We have a HC who has a film library of JJ's teams destroying the triple option and let's GA Tech run for 318 yards. I don't think he cares to emulate successful coaches.
Meanwhile, if these level of Canes defenders played those level of Oklahoma optioners, the tally would be far greater than 318 yards.
Not to mention we got extremely fortunate in 1987 when Charles Thompson quarterbacked that Orange Bowl, not Jamelle Holieway. The '85 and '86 Miami defenses with Jerome Brown were eligible to disrupt the fullback exchange far beyond the 1987 Canes, the team that Sammie Smith shredded for more than 200 yards.
Nobody wanted to accept that quarterbacking makes a difference in the triple option, until Justin Thomas was running Georgia Tech, and not stiffs like Vad Lee or Tevin Washington. There's such juvenile animosity toward that offense that the overall knowledge base is comically low. That's why it's really not much of a risk around here for me to praise the attack, and assert that anybody who rips the triple option is the lowest denominator among football fans, and the greatest litmus test I'm aware of regarding football knowledge. My friends and I have used it in Las Vegas for more than 20 years. I've yet to see it fail. I may have only one team going for me at this point. Drop from Georgia Tech and you're left with Navy and similar third tier gunk. One team with competent personnel is plenty, as long as the coach is committed and not somebody who picked it up recently. The schemes and fundamental aspects like 3 on 2, 2 on 1 and 1 on 0 mismatches are so superb that success will naturally follow.

_DATASET ENTRIES_
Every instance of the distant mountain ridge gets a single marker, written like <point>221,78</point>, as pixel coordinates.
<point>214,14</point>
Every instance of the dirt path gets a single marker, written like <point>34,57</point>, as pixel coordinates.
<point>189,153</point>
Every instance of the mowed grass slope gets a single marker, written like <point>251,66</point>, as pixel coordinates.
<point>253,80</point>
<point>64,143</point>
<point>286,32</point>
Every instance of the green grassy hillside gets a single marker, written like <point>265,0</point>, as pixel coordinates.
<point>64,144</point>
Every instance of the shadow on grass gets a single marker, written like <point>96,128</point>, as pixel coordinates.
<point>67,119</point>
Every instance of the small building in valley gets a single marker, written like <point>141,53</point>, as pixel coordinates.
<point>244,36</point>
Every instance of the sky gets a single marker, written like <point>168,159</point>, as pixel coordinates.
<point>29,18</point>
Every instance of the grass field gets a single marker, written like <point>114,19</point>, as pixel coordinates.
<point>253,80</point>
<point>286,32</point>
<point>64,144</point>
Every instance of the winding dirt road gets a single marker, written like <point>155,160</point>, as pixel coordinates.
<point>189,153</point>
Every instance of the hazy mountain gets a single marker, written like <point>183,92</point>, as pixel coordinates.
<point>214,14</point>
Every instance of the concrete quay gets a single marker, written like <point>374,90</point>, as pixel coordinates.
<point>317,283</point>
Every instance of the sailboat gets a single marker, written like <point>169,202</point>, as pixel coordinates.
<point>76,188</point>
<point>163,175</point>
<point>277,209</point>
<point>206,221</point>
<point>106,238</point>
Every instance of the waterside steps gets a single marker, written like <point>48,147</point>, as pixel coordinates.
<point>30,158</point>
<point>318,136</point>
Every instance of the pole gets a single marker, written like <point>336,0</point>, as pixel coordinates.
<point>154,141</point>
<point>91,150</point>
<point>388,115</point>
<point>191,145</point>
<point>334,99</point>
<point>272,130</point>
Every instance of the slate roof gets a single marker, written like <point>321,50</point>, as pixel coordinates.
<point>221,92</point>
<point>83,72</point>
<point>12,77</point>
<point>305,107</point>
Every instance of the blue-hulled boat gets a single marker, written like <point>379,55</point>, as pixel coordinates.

_WHAT YOU SHOULD DO_
Translate this sentence from the forum post on the triple option into Spanish: "One team with competent personnel is plenty, as long as the coach is committed and not somebody who picked it up recently." The items have nothing to do with the forum post on the triple option.

_SOLUTION FOR THIS TASK_
Un equipo con personal competente es suficiente, siempre que el entrenador esté comprometido y no sea alguien que lo haya adoptado recientemente.